Exercise objective:
Every record needs to be repeated exactly; its pictures do not.

[Dataset entries]
◇ ◇ ◇ ◇ ◇
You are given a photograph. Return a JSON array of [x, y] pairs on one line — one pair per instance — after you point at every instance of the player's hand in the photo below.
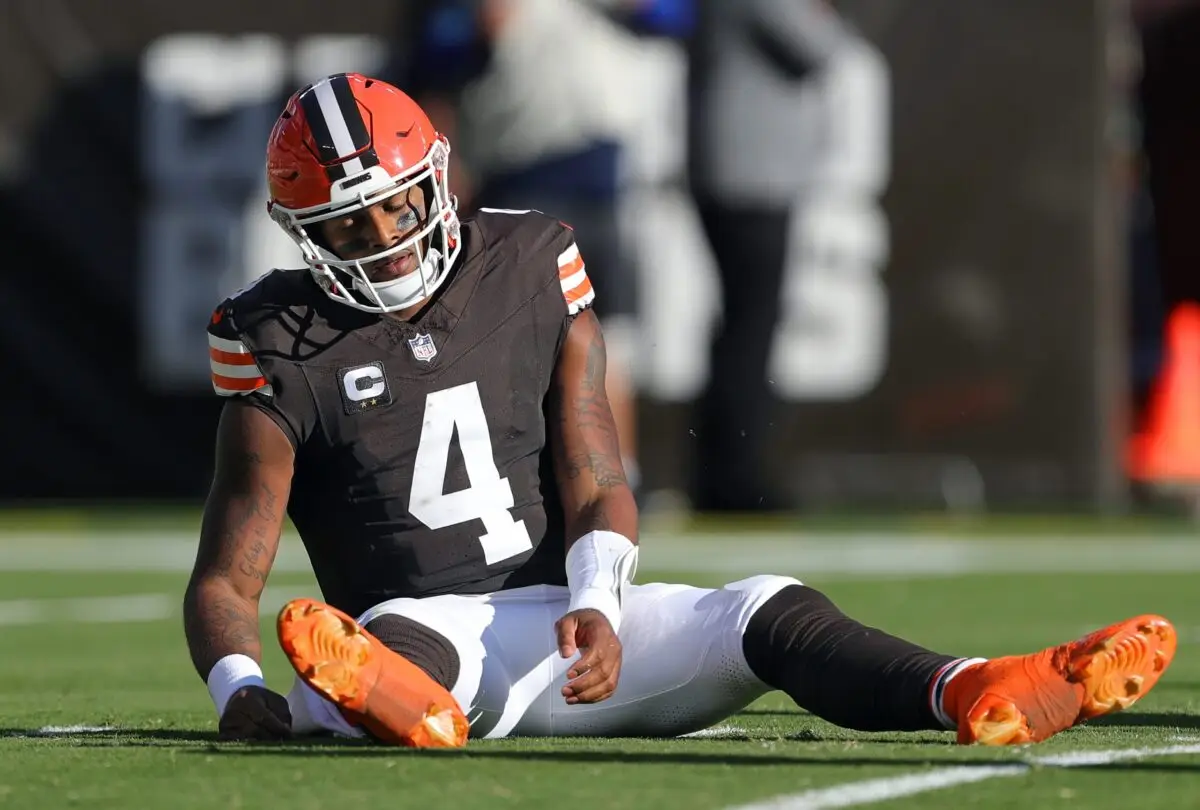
[[594, 676], [256, 713]]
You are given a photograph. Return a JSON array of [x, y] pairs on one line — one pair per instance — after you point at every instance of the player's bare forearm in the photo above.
[[239, 538], [587, 453]]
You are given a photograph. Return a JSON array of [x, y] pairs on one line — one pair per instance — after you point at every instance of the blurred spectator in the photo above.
[[535, 99], [1165, 448], [753, 135], [1170, 40]]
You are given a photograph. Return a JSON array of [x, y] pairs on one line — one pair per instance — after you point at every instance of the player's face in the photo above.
[[377, 228]]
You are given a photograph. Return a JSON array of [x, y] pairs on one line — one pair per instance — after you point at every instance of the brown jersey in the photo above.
[[420, 447]]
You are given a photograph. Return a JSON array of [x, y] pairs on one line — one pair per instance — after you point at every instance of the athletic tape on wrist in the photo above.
[[599, 565], [229, 675]]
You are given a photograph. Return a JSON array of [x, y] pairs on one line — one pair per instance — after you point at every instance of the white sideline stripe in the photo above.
[[723, 731], [64, 731], [108, 610], [732, 556], [870, 791]]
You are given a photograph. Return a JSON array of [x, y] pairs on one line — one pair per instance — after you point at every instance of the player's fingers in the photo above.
[[589, 658], [565, 630], [598, 691], [592, 673]]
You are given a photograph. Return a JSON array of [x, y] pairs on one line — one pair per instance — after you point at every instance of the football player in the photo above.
[[426, 401]]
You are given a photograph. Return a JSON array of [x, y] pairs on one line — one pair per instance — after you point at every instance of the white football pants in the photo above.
[[682, 666]]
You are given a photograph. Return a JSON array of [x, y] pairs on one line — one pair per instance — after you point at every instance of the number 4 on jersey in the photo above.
[[489, 498]]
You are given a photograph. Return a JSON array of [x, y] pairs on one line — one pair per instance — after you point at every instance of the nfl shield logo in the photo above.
[[423, 347]]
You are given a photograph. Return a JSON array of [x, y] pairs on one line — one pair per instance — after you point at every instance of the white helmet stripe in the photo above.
[[336, 124]]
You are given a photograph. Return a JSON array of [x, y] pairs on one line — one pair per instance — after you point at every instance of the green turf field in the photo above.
[[90, 637]]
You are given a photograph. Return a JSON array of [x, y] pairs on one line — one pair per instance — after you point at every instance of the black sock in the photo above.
[[838, 669], [426, 648]]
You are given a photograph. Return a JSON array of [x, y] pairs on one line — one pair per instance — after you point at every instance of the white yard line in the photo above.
[[106, 610], [733, 556], [869, 791]]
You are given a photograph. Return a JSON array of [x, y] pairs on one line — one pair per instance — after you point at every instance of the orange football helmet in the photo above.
[[343, 144]]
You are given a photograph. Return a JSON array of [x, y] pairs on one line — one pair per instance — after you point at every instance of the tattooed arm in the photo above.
[[239, 537], [601, 516], [587, 456]]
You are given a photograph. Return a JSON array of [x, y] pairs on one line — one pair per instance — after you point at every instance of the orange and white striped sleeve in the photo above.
[[234, 370], [574, 277]]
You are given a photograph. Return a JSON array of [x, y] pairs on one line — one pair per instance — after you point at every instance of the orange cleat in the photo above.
[[375, 688], [1027, 699]]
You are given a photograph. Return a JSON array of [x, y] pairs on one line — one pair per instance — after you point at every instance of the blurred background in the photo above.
[[858, 255]]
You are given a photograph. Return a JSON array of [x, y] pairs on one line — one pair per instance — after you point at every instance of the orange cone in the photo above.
[[1168, 449]]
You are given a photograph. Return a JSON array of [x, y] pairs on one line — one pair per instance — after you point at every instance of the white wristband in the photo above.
[[599, 565], [229, 675]]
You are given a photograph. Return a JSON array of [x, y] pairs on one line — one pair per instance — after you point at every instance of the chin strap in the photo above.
[[407, 289]]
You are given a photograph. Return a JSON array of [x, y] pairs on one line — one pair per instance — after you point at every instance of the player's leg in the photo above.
[[863, 678], [495, 655], [683, 666]]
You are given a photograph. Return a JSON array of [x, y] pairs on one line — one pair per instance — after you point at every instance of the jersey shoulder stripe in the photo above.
[[233, 367], [573, 276]]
◇ ◇ ◇ ◇ ◇
Answer to the problem:
You are given a photograph. Return a JSON array of [x, y] pairs on one line — one pair per instance — after you point at every instance of the player's hand in the photo below.
[[594, 676], [256, 713]]
You are given a photograph. Return a JSON array of [x, y] pairs on one line — one pair per instance — after you point at every instance of the player's bare forearm in the photo above.
[[239, 538], [587, 453]]
You are given a photograph. Return a JSON array of [x, y] pairs on one line — one pair per instance — after you point at every instance of the blurred spectator in the photo above.
[[535, 99], [1165, 448], [753, 135], [1170, 40]]
You are given a photograph. Return a JSON array of [x, y] pairs on one line — one pair per instance — after you point at every instance of the player's face in the photo above.
[[377, 228]]
You are given a photograph. Return a JSON array of [x, y] pairs on one line — one pair per instance — after you point at every instance of the brown jersey in the photo above.
[[420, 447]]
You are given a photograph. Return a JSON array of [x, y] pairs on one line — one pair per instance — after you point at every instance of the athletic tape on wrist in the photo above.
[[599, 565], [229, 675]]
You are given a photograph. Return a JSON array of [x, y] pairs on one line — one pair per instance — after you point at every instance of the white sideline stripe in the photo above.
[[723, 731], [64, 731], [108, 610], [732, 556], [870, 791]]
You are given a photograph. Return a JSON array of [x, y] pairs on one line — one pair per instance — after you point at every instance of the player's fingers in the photo above.
[[589, 658], [565, 630], [598, 691], [592, 673]]
You are given a photograph. Return a JSON array of [x, y] pairs on one line — one pair per instance — after you point at every instance of the football player in the photo above.
[[426, 401]]
You are given a photograph. Return a JSON array of [x, y] pairs on one line — one pair per instance — after you point at every instance of the white football pants in the photo above.
[[682, 666]]
You are given a photograph. Return a JSON array of [x, y] pairs on one line — one pair per instance — after you point at every instance of the number 4 on jersey in the photo above.
[[489, 498]]
You are given a photograph. Return a JSON array of [x, y] pairs on one line — one pair per instance — after you point at every instance of the nfl shield logo in the photo above.
[[423, 347]]
You are given a photograph. Return a JSON array of [x, y] pairs on one line — one pair per instance — after you point at every instance of the white helmet stripe in the photo above.
[[336, 124]]
You are given a photograph. Return a JSON array of [x, y] pairs on one line — one pair per instance — after you point at every instance of the green turf field in the photo above.
[[90, 637]]
You are given a photograph. Return a JSON array of [x, y] pairs on one line — one pair per instance — after you point at every instance of the black sock in the photo above.
[[838, 669], [426, 648]]
You are given a photograph. Return a JSON array of [x, y] pairs on one line — one pair per instance — after you point at every instance of the white yard line in the photo above.
[[106, 610], [733, 556], [869, 791]]
You are given a photograph. Return a JSON array of [x, y] pairs on one line — one pair per instance — after you point at every instance of the orange football helmet in the photo above.
[[343, 144]]
You are given a photograph. Return a JSON array of [x, y] pairs on one line — one pair per instance — after you point at every instance of the tattooed arm in the photo above.
[[239, 537], [601, 516], [587, 456]]
You are given a photograph. Return a JSON array of [x, y] pairs on one line — one pair per instance — after you point at every instance of the orange and white striped sleeve in the photo above.
[[234, 370], [574, 277]]
You are given a photograph. Return a JSON array of [x, y] pairs on one line — one pair per instance — after you point at every instance of the orange cleat in the photo above.
[[375, 688], [1027, 699]]
You are given a photograph. Return a JSON array of [x, y] pairs on one line — one pair per instance — after you point at every instance of the blurred background in the photo above.
[[858, 255]]
You are given a photograph. Return a JSON array of [x, y] pairs on one line — one pair per instance — after you point at every instance of the orange cone in the photo above.
[[1168, 449]]
You are given a photograph. Return a JSON array of [x, y] pairs on one line — one pair per instance — after you point at every instance of the white wristband in the photo above.
[[599, 565], [229, 675]]
You are given a photograph. Return a JSON array of [x, y] pairs on one line — one pair per instance — after you point at every instance of the chin strap in the photo above.
[[407, 289]]
You are given a photograph. Return a JSON array of [x, y] pairs on one line — one pair per instance — after you point at every instance of the player's leg in the photo above.
[[863, 678], [495, 655], [683, 666]]
You are given a photograph. Return a JSON array of [x, y] pairs on one line — one pair per instance — after you point at every instance of the jersey shoulder stripe in the photo above.
[[233, 367], [573, 276]]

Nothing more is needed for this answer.